**Data under study**

^^^^

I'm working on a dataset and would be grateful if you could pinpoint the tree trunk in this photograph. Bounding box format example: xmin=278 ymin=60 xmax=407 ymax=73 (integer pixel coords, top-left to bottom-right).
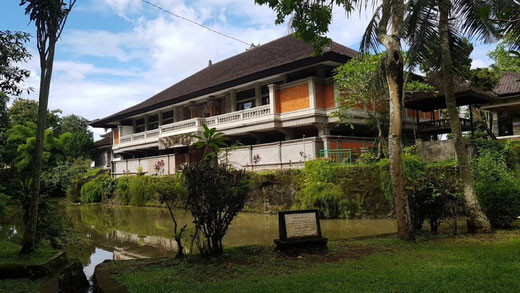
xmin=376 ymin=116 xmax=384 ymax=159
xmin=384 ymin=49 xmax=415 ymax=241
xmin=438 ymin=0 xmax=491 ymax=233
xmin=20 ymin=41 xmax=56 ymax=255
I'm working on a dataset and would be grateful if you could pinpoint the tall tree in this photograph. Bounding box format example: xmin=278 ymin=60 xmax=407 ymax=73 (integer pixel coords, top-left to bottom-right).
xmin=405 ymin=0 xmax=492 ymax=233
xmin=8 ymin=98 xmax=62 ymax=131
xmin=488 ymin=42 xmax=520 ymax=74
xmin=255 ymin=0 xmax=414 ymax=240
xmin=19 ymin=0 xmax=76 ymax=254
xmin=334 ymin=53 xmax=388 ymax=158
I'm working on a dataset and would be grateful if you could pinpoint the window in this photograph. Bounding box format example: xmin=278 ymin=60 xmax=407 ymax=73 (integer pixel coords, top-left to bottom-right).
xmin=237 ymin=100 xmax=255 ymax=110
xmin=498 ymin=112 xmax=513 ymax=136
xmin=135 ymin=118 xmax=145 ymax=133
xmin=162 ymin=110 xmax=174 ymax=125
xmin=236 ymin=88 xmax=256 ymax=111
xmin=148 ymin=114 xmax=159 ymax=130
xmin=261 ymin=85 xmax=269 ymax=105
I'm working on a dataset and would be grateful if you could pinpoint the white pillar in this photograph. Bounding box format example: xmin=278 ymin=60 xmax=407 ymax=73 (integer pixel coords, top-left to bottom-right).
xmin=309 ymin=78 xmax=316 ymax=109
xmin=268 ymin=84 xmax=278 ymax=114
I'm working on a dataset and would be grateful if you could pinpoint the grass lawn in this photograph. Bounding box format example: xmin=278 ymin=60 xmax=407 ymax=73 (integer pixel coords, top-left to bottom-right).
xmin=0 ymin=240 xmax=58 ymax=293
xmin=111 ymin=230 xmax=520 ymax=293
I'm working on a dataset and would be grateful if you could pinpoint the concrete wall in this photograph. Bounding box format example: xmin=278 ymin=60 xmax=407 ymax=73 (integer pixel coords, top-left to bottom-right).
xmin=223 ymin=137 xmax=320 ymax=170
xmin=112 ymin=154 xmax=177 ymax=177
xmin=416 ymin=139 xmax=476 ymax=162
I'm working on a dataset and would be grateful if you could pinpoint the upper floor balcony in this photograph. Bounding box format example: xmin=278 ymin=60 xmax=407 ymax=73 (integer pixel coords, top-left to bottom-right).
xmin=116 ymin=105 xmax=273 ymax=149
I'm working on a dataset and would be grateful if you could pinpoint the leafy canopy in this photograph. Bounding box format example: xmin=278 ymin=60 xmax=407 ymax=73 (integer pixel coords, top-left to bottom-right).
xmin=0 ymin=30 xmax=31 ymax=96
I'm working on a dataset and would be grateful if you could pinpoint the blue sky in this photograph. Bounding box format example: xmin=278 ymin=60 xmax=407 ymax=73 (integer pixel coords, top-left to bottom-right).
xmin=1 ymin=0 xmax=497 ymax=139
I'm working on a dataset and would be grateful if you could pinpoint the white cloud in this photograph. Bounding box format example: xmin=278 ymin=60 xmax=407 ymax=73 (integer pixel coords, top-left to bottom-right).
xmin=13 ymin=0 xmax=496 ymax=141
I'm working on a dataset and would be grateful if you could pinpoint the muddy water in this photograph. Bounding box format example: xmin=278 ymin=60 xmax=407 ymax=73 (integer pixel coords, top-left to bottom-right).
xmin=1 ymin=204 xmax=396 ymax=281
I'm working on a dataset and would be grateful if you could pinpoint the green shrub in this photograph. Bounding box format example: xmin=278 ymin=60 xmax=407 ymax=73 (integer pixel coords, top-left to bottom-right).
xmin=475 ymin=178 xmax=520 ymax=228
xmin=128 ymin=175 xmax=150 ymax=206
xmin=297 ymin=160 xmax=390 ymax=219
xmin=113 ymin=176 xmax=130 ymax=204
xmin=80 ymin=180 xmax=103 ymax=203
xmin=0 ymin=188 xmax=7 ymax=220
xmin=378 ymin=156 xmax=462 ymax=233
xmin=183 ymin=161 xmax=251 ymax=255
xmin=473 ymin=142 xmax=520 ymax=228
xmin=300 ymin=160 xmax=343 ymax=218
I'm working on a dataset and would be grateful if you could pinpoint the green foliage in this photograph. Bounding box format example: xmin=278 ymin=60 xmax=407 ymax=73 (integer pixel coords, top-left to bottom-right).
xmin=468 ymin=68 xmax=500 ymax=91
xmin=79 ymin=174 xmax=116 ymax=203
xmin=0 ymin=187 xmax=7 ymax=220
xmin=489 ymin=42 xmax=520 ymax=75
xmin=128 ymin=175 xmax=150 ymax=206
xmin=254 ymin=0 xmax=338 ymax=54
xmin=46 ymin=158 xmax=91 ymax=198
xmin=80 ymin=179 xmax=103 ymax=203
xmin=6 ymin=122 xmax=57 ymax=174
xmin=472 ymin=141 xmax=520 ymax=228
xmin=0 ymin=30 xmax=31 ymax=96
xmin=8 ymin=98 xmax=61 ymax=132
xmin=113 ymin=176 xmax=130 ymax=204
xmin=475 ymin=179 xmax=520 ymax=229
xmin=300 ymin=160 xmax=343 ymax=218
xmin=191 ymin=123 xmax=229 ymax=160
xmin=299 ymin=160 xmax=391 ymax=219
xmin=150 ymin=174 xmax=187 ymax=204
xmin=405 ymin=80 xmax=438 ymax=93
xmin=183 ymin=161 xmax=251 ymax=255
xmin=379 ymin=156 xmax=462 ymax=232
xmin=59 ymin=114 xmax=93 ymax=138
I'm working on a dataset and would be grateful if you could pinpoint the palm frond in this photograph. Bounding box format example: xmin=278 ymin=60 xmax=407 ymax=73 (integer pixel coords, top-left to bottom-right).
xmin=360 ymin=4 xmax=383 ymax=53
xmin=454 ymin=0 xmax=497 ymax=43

^^^^

What is needed is an exact copy of the lines from the one containing "pinpoint the palm" through the final line of the data, both included, and nothing more.

I'm working on a dataset and would be grateful if you could pinpoint the palm frond in this photograph. Bounding box format example: xmin=278 ymin=60 xmax=407 ymax=73 (integer pixel coords, top-left to bottom-right).
xmin=360 ymin=4 xmax=383 ymax=53
xmin=454 ymin=0 xmax=497 ymax=43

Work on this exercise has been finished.